*** Opening Exercise text ***

All adults who accessed outpatient facilities in five infectious diseases centers in the Lazio Region (as part of an AIFA program started in March 2021) with a confirmed diagnosis of SARS-CoV-2 infection by an antigenic or molecular nasopharyngeal swab (NPS) and mild or moderate symptoms of COVID-19 for 7 days or less and classified to be at high risk for progression to severe COVID-19 were eligible for treatment and included in this observational study. For the exact definition of mild-moderate symptoms and high-risk for progression used we refer to WHO scores [28], NIH COVID-19 treatment guidelines [25], and AIFA criteria (Supporting Information S2: Target Populations).

All patients were treated between January 2022 and May 2023 (the Omicron era) with RDV, MLP, NMV/r, SOT, and TIX/CIL. The choice of the drug used was based on the physician's assessment and judgment of the time from the onset of symptoms (according to different fact sheets), the availability of drugs (which has changed over time), and the presence of contraindications to specific drugs (according to different fact sheets).

All included individuals have signed a written informed consent to participate in the study. The observational multicentric study protocol and the informed consent have been approved by the Ethical Committee of the National Institute for Infectious Diseases Lazzaro Spallanzani (Approval Number: n. 380, 09/30/2021. FAV del Registro delle Sperimentazioni 2020/2021). On the day of the first evaluation (baseline), demographic and clinical data were collected, including information on time from symptoms onset, vaccination status, and comorbidities. Treatment was started on the same day of the evaluation according to NIH guidelines [25]. Remdesivir was given as a 3-day course in three consecutive outpatient visits. Only individuals who completed the full treatment course have been included here. The SARS-CoV-2 variant was established either directly, by sequencing where available, or indirectly, inferred from the calendar period of baseline date based on Italian regional surveillance data. The primary outcome was the proportion of participants who experienced COVID-19-related clinical failure, defined as hospitalization due to the development of severe COVID-19 or death from any cause over Days 0–30. Follow-up information was collected by in-presence or by telephonic visit at a single time point at Day 30 for those who did not return to hospital after treatment. We did not analyze safety data in this analysis as the collection was incomplete and not standardized in all participating sites.

The main characteristics of the study population assessed at baseline were compared by treatment strategies using χ² or Kruskal–Wallis test, as appropriate. Unadjusted risks of hospitalization by Day 30 were calculated with 95% CI for each of the considered treatments, then we used a weighted pooled logistic regression model to approximate the parameters of a marginal structural Cox model [28-30] to estimate the relative hazards of hospitalization/death by Day 30 in separate 2-arms parallel emulated trials, encompassing all possible 2-arm comparisons between the drugs (a total of 10 possible pairwise comparisons). The main inclusion criteria were applicable for all the 2-arm comparisons except for severe hepatic and renal impairment. Moreover, for the trial emulation we have used additional specific inclusion criteria accounting for the observed duration of symptoms and the exact month of accessing the outpatient setting (Supporting Information S2: Trial Specification Table). In a sensitivity analysis, we further included participating site in the propensity score model for treatment and censoring weights. For details regarding the statistical analysis, we refer to the Supporting Information S3: Technical Documentation.

*** Closing Exercise text ***
*** Opening Data ***

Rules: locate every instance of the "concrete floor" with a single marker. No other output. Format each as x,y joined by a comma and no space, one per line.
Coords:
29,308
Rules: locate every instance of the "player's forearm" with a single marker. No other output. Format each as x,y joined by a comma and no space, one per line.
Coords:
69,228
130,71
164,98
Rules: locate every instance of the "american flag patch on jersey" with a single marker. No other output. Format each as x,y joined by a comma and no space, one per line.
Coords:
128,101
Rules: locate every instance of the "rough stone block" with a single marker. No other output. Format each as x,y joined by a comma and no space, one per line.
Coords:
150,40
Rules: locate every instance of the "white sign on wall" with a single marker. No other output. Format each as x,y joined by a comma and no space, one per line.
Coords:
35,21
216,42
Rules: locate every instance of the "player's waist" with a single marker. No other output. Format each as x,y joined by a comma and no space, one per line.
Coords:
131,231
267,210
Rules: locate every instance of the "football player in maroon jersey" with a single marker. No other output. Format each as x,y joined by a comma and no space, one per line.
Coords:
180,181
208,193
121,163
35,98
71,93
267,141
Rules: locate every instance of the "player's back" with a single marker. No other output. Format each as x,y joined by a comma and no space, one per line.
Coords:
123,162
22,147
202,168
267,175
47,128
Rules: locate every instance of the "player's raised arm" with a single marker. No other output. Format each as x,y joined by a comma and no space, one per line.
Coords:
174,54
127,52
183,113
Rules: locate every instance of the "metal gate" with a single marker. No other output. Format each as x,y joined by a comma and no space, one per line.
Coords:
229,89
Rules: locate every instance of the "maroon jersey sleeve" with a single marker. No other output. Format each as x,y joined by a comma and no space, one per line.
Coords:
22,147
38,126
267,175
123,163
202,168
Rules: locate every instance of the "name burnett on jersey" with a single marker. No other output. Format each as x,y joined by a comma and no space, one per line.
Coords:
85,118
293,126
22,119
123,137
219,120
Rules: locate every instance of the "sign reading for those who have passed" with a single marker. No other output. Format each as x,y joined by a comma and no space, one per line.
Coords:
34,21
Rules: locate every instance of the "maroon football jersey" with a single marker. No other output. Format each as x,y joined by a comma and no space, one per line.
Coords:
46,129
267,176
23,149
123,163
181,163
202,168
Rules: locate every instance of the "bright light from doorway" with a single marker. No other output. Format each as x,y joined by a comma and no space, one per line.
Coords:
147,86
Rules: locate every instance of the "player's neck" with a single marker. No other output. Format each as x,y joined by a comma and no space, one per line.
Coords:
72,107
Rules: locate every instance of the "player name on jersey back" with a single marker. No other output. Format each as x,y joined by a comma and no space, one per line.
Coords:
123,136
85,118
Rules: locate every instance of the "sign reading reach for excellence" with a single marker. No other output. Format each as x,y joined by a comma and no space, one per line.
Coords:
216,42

*** Closing Data ***

Reproduce word for word the part of the COVID-19 treatment study text that runs from "All adults who" up to and including "Information S2: Target Populations).".

Solution below:
All adults who accessed outpatient facilities in five infectious diseases centers in the Lazio Region (as part of an AIFA program started in March 2021) with a confirmed diagnosis of SARS-CoV-2 infection by an antigenic or molecular nasopharyngeal swab (NPS) and mild or moderate symptoms of COVID-19 for 7 days or less and classified to be at high risk for progression to severe COVID-19 were eligible for treatment and included in this observational study. For the exact definition of mild-moderate symptoms and high-risk for progression used we refer to WHO scores [28], NIH COVID-19 treatment guidelines [25], and AIFA criteria (Supporting Information S2: Target Populations).